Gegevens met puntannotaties
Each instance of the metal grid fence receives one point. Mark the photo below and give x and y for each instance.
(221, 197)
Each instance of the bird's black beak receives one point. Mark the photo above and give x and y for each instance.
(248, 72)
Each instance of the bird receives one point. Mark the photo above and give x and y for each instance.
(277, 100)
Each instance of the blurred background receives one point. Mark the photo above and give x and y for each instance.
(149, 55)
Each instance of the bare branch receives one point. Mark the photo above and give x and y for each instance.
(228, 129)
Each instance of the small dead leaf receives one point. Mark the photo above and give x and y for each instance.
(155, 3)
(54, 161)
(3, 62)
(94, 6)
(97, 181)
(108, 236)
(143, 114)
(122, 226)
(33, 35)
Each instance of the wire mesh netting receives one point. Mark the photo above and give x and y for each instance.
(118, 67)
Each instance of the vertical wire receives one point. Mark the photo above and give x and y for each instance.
---
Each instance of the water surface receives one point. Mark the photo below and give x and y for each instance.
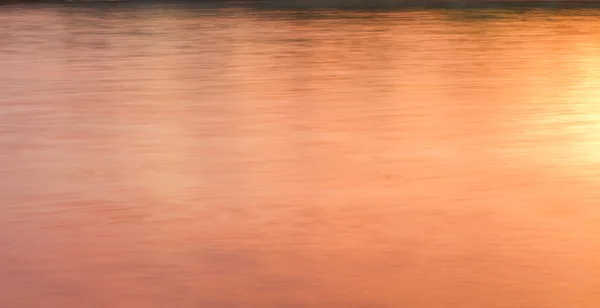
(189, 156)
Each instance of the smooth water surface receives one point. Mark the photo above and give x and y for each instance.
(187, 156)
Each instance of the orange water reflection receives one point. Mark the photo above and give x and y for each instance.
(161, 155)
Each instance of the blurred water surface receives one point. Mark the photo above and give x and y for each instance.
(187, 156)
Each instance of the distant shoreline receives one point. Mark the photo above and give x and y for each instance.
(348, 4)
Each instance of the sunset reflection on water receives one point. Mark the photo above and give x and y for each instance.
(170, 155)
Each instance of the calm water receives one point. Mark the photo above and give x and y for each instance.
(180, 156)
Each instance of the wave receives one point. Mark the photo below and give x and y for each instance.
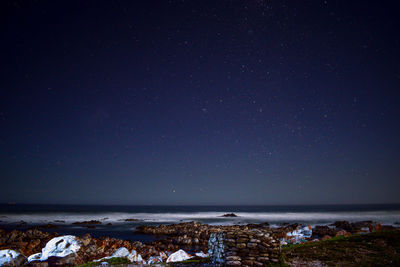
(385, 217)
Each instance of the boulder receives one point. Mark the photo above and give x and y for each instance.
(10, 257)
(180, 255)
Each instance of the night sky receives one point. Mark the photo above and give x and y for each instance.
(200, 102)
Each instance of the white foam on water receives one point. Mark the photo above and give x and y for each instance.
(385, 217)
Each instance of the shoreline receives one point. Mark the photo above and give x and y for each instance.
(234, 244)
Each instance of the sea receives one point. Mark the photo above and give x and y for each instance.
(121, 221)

§ **Opdracht**
Zet alstublieft het stuk van de lijst vanaf de regel met "Each instance of the bird's" tot en met de regel met "Each instance of the vertical" in een Markdown-tabel met de kolommen Nummer en Regel. Geef elke regel een eigen rij met een volgnummer en laat lege regels weg.

§ **Resultaat**
| Nummer | Regel |
|---|---|
| 1 | Each instance of the bird's black beak receives one point. Mark the photo above and give x and y for each instance. |
| 2 | (248, 72) |
| 3 | Each instance of the bird receives one point. Mark the photo above and give x and y for each instance. |
| 4 | (277, 100) |
| 5 | Each instance of the blurred background receives one point. Mark the photo above and give x and y for each instance. |
| 6 | (149, 55) |
| 7 | Each instance of the bare branch receives one point. Mark the photo above and give x and y for each instance. |
| 8 | (228, 129) |
| 9 | Each instance of the small dead leaf receives one point. Mark the photo above and give x and y for each instance. |
| 10 | (155, 3) |
| 11 | (54, 161) |
| 12 | (3, 62) |
| 13 | (94, 6) |
| 14 | (97, 181) |
| 15 | (108, 236) |
| 16 | (143, 114) |
| 17 | (122, 226) |
| 18 | (33, 35) |
| 19 | Each instance of the wire mesh netting receives one point. Mark the photo above and give x and y for each instance. |
| 20 | (118, 67) |
| 21 | Each instance of the vertical wire receives one point. Mark the photo above and give x and y for each instance. |